Aim: Locate each line in the entries below that contains the string "rise" and copy it out. Case counts.

Material supplied:
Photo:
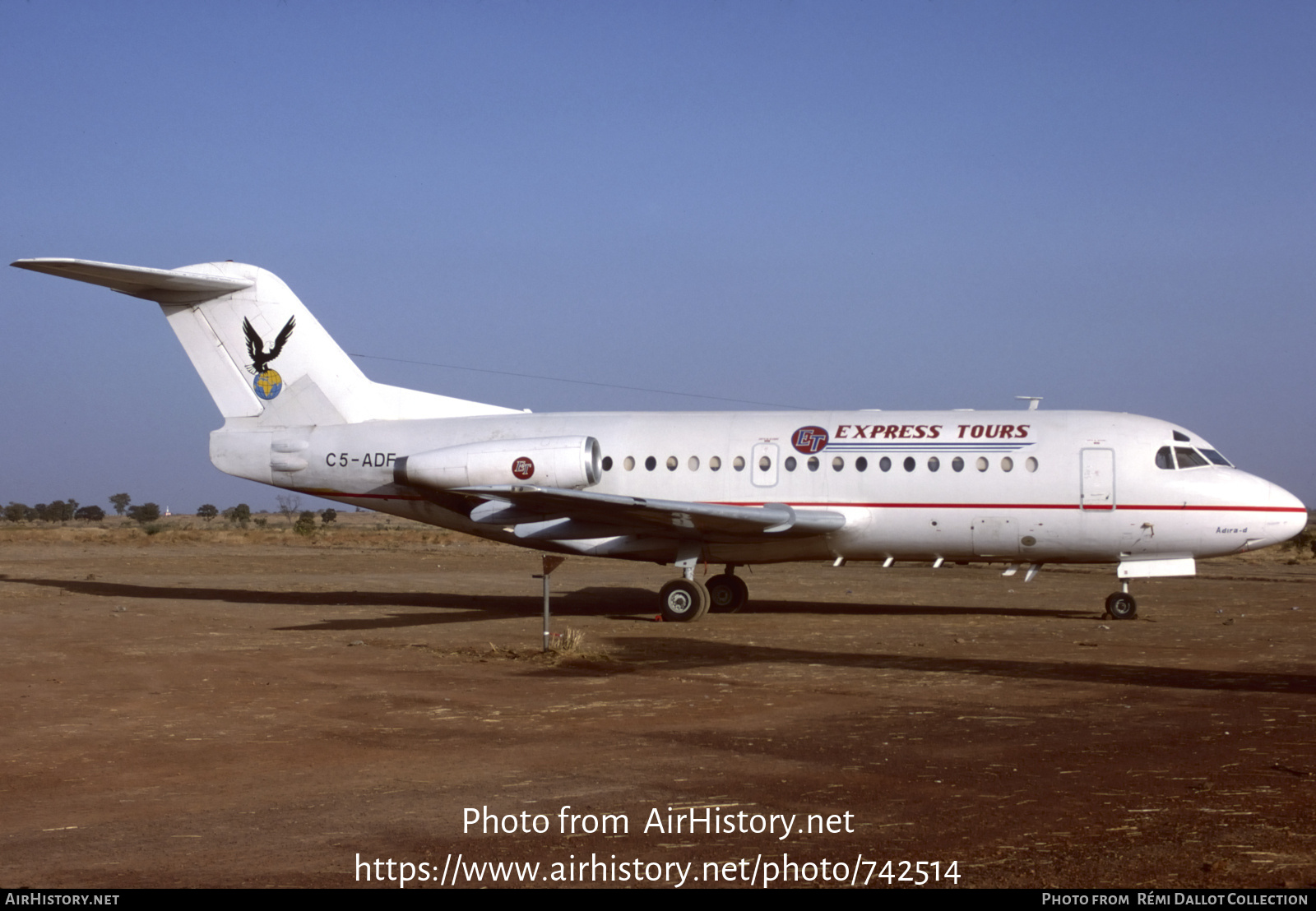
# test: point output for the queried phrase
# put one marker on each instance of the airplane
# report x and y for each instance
(1017, 488)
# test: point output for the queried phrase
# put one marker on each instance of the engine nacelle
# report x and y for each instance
(543, 461)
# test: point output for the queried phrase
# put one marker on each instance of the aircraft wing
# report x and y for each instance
(556, 512)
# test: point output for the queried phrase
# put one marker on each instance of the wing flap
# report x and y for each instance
(164, 286)
(528, 505)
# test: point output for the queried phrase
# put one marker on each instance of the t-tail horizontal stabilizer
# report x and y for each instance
(164, 286)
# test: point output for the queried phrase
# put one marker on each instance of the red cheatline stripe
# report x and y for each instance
(911, 506)
(1033, 506)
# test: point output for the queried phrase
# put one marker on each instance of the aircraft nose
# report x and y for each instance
(1287, 523)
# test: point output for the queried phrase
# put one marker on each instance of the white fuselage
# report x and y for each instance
(1017, 486)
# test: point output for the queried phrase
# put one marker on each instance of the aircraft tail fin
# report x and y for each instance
(258, 349)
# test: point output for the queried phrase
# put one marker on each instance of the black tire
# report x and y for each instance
(1122, 606)
(727, 593)
(683, 600)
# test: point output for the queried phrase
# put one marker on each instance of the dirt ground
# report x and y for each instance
(262, 710)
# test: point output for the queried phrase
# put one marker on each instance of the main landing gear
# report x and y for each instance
(688, 599)
(1120, 606)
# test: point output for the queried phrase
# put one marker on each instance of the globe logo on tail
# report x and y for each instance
(267, 383)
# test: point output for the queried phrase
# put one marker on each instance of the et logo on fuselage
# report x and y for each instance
(809, 440)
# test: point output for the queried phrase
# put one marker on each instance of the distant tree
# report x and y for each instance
(144, 514)
(290, 505)
(57, 511)
(306, 523)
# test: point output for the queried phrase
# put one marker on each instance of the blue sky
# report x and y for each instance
(822, 204)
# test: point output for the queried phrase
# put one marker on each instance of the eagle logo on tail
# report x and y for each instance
(267, 383)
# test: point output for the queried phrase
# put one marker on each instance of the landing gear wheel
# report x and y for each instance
(1122, 606)
(683, 600)
(728, 593)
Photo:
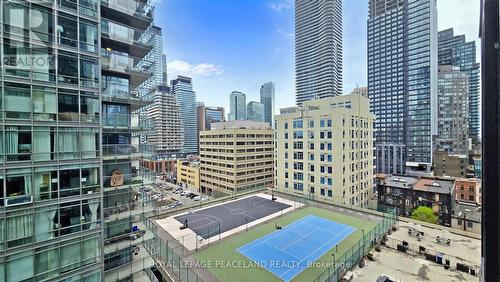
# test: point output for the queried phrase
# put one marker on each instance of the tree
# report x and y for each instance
(425, 214)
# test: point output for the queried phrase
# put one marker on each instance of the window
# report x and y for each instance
(67, 67)
(89, 72)
(298, 134)
(88, 36)
(67, 30)
(297, 124)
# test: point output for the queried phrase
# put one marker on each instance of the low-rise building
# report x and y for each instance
(466, 217)
(468, 190)
(324, 149)
(446, 164)
(188, 172)
(406, 193)
(236, 156)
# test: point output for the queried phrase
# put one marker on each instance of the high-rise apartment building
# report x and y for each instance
(237, 106)
(267, 92)
(236, 156)
(318, 49)
(402, 82)
(453, 111)
(182, 88)
(167, 134)
(454, 50)
(68, 203)
(209, 115)
(255, 111)
(325, 149)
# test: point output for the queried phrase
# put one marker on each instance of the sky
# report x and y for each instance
(228, 45)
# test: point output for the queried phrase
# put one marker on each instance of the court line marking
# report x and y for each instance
(328, 242)
(301, 238)
(281, 250)
(272, 235)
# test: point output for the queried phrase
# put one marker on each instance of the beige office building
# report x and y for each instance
(325, 149)
(236, 156)
(188, 172)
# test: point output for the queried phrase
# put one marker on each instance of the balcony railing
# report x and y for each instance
(122, 91)
(128, 150)
(133, 8)
(121, 62)
(126, 34)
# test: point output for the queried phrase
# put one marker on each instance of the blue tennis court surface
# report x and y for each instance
(287, 252)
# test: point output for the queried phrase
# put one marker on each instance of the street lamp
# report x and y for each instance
(362, 230)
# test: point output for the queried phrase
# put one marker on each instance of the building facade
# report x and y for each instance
(188, 173)
(318, 63)
(182, 88)
(446, 164)
(324, 149)
(70, 150)
(402, 82)
(237, 106)
(454, 50)
(255, 111)
(407, 193)
(209, 115)
(267, 93)
(167, 134)
(468, 191)
(453, 111)
(236, 156)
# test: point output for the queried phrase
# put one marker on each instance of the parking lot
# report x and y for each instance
(169, 196)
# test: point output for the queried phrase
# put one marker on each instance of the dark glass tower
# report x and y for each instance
(454, 50)
(402, 82)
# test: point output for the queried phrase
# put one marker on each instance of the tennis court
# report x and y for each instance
(287, 252)
(221, 218)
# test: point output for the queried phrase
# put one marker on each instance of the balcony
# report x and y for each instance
(123, 93)
(135, 42)
(135, 13)
(135, 151)
(122, 63)
(131, 122)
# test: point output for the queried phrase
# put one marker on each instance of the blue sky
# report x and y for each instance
(228, 45)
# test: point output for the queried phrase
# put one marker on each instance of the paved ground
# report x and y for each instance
(461, 247)
(404, 267)
(218, 219)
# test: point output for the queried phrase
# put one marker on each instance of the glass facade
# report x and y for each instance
(402, 81)
(69, 157)
(237, 106)
(454, 50)
(267, 98)
(182, 88)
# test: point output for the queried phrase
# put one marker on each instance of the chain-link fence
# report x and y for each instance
(171, 255)
(449, 262)
(353, 256)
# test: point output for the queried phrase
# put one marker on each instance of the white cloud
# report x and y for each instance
(281, 5)
(461, 15)
(184, 68)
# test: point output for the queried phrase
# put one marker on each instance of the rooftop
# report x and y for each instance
(240, 124)
(425, 184)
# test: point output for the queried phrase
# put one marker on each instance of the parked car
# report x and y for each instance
(186, 192)
(175, 204)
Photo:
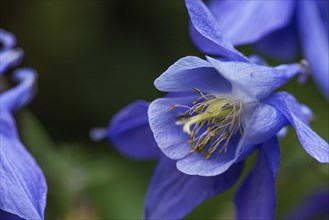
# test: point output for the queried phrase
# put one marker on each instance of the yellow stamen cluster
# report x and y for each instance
(211, 121)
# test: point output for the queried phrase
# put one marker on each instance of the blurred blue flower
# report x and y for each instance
(23, 187)
(315, 206)
(275, 28)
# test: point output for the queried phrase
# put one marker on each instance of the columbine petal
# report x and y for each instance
(20, 95)
(254, 80)
(288, 40)
(131, 134)
(238, 20)
(206, 34)
(8, 216)
(261, 123)
(172, 194)
(292, 110)
(22, 187)
(186, 74)
(169, 136)
(256, 197)
(315, 43)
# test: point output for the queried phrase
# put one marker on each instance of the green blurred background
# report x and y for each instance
(93, 58)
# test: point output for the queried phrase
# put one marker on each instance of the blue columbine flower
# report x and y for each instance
(171, 193)
(275, 28)
(315, 206)
(216, 113)
(23, 187)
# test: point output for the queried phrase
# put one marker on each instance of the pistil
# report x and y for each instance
(211, 122)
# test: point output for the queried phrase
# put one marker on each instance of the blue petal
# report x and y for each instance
(315, 43)
(195, 164)
(10, 58)
(256, 197)
(130, 132)
(281, 44)
(7, 39)
(8, 216)
(246, 22)
(21, 94)
(170, 137)
(255, 81)
(172, 194)
(206, 34)
(261, 123)
(23, 187)
(293, 111)
(264, 122)
(314, 206)
(190, 72)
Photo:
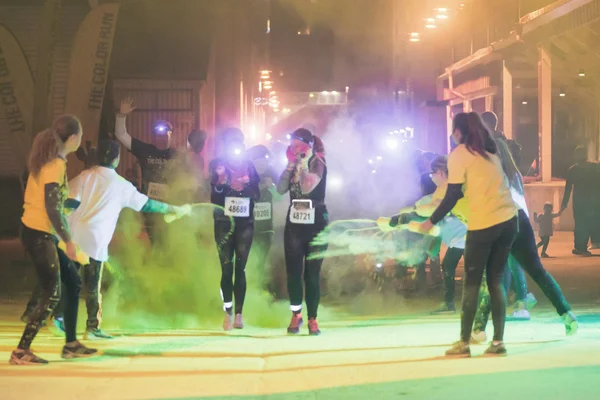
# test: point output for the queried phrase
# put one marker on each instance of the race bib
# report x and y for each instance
(237, 207)
(302, 216)
(262, 211)
(158, 191)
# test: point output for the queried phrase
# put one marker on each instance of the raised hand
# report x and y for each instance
(126, 106)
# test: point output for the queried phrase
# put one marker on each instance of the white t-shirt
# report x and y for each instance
(485, 187)
(103, 194)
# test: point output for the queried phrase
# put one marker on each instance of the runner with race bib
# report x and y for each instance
(234, 187)
(305, 178)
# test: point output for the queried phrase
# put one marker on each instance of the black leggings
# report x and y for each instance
(524, 251)
(52, 267)
(486, 251)
(233, 243)
(543, 243)
(92, 281)
(298, 248)
(449, 264)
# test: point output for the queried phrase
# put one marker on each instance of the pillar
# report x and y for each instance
(507, 102)
(545, 113)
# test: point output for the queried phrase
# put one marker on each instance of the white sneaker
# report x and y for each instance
(520, 315)
(478, 337)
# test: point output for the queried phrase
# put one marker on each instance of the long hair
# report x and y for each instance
(49, 143)
(475, 135)
(515, 179)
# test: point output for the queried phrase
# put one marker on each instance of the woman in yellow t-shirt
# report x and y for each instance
(475, 169)
(43, 224)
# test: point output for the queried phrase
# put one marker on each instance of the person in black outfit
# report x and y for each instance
(263, 209)
(153, 159)
(306, 179)
(581, 181)
(234, 188)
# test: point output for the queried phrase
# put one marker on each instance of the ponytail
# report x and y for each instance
(49, 143)
(45, 148)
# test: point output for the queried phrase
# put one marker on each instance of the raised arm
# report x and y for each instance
(120, 128)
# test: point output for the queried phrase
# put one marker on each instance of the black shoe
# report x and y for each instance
(77, 351)
(25, 357)
(444, 309)
(495, 350)
(459, 349)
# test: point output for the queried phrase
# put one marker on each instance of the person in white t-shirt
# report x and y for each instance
(98, 195)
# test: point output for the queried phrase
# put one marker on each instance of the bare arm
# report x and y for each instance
(284, 182)
(121, 131)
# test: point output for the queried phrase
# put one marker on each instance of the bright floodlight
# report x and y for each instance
(391, 143)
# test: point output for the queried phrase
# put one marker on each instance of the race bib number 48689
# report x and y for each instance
(237, 207)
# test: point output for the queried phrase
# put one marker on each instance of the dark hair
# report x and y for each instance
(49, 143)
(108, 152)
(475, 135)
(440, 164)
(490, 120)
(304, 135)
(515, 179)
(197, 139)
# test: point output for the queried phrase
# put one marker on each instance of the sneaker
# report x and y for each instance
(459, 349)
(96, 333)
(478, 337)
(530, 301)
(519, 315)
(295, 324)
(313, 327)
(495, 350)
(582, 253)
(227, 323)
(444, 309)
(77, 351)
(25, 357)
(570, 322)
(237, 323)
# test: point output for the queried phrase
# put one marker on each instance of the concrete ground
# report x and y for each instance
(399, 356)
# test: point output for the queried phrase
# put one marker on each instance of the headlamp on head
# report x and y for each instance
(162, 128)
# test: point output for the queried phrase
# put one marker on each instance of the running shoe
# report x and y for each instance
(459, 349)
(313, 327)
(77, 351)
(571, 324)
(495, 350)
(238, 323)
(25, 357)
(295, 324)
(96, 333)
(444, 309)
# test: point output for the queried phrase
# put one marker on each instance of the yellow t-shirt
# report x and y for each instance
(460, 210)
(35, 216)
(485, 187)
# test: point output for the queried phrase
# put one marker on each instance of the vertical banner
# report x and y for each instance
(88, 68)
(16, 94)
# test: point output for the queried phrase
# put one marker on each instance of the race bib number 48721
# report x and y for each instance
(302, 216)
(158, 191)
(262, 211)
(237, 207)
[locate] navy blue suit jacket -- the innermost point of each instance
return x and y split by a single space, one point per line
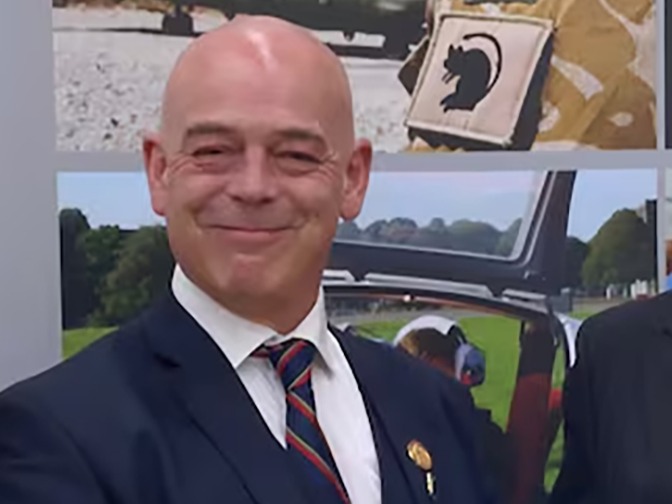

Task solution:
# put one marker on each instance of the low-rise building
# put one marker on each instance of the high-rise apartment building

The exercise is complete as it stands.